İmamoğlu 3 haftalık kapanma çağrısı yaptı...
İBB Başkanı Ekrem İmamoğlu marttan bu yana İstanbul'da bulaşıcı hastalıktan vefat edenlerin sayısının 10 bin 681 olduğunu söyledi. İmamoğlu 3 haftalık kapanma çağrısı yaptı...
İmamoğlu:
'İstanbul'da Mart'tan beri bulaşıcı
hastalıktan ölenlerin sayısı 10 bin 681'
İstanbul Büyükşehir Belediye (İBB) Başkanı
Ekrem İmamoğlu, Kovid-19 salgını ile ilgili açıklamalarda bulundu.
İmamoğlu salgının başından bu yana İstanbul'da bulaşıcı hastalıklardan
yaşamını yitirenlerin sayısının 10 bin 681 olduğunu belirtti...
Türkiye'de
19 Kasım itibarıyla Kovid-19'dan ölenlerin sayısı 11 bin 943 olarak
açıklanmıştı.
FOX TV'de İsmail Küçükkaya'nın sunduğu Çalar Saat'e konuk olan İBB
Başkanı Ekrem İmamoğlu, koronavirüs salgınına dair açıklamalarda
bulundu. Son tedbir kararlarından bir şey anlamadığını belirten İmamoğlu
acilen 3 haftalık kapanma yapılması gerektiğini söyledi. İmamoğlu,
"Bilim Kurulu 'salgın çok hızlı büyüyor, kapanma şart' dedi. Çıktım
açıkladım. Alınan tedbirlerden bir şey anladınız mı? Ben anlamadım.
Kapanma yapmak zorundayız" dedi
İSTANBUL'UN VEFAT SAYILARINI PAYLAŞTI
Ekrem İmamoğlu İstanbul'daki vefat sayıları ilgili detaylar paylaştı,
daha önce de dikkat çektiği açıklanan vefat sayıları arasındaki
çelişkiye değindi.
İmamoğlu "Bakın bizim verilerimize göre İstanbul'da 17 Kasım'daki toplam
vefat sayısı 410. Aynı gün bulaşıcı hastalıktan vefat sayısı 164. 18
Kasım'da vefat sayısı 424, 167 hastalık sayısı. Dün toplam vefat sayısı
441'e ulaştı. Bulaşıcı hastalıktan 180 kişi öldü" dedi.

İşlenecek satırlar:

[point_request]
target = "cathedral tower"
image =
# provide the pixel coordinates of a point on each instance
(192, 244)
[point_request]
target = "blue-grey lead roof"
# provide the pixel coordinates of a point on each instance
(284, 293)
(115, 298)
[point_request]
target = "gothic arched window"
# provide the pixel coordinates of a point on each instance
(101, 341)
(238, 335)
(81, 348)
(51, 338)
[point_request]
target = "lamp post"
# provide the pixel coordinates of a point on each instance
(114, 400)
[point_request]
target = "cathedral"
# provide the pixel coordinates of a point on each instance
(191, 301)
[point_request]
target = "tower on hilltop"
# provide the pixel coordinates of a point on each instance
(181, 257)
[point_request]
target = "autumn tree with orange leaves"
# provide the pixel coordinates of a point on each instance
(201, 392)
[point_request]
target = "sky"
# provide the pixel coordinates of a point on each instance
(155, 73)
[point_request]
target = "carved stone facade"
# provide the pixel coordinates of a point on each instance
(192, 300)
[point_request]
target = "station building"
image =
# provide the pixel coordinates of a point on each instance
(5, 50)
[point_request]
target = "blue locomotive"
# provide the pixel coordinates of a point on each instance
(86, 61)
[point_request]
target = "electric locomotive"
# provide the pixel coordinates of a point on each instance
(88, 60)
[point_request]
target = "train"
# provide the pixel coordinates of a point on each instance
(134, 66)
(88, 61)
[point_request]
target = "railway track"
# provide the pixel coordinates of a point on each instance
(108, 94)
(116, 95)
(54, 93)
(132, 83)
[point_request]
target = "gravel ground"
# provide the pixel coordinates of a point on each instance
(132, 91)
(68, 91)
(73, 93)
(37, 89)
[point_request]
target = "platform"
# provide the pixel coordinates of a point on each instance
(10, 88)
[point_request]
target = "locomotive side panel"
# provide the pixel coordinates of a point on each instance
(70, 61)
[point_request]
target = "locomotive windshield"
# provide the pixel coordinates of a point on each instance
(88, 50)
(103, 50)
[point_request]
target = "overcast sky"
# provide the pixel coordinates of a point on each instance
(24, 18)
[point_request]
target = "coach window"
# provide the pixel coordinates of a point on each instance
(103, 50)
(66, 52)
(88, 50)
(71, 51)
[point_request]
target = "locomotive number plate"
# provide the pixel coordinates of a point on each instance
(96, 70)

Yazılı talimat A:
Alıntılanan metne göre İmamoğlu acilen 3 haftalık kapanma yapılması gerektiğini hangi gerekçeyle söylüyor? Bir ila üç cümleyle açıklayın.
Yazılı talimat B:
Satırlardan kaçında "window" dizesi geçiyor? Yalnızca sayıyı yazın.

Görev sonucu A:
İmamoğlu, Bilim Kurulu'nun salgının çok hızlı büyüdüğünü ve kapanmanın şart olduğunu söylediğini aktarıyor. Ayrıca son tedbir kararlarından bir şey anlamadığını belirtiyor ve bu yüzden kapanma yapmak zorunda olduklarını söylüyor.

Görev sonucu B:
2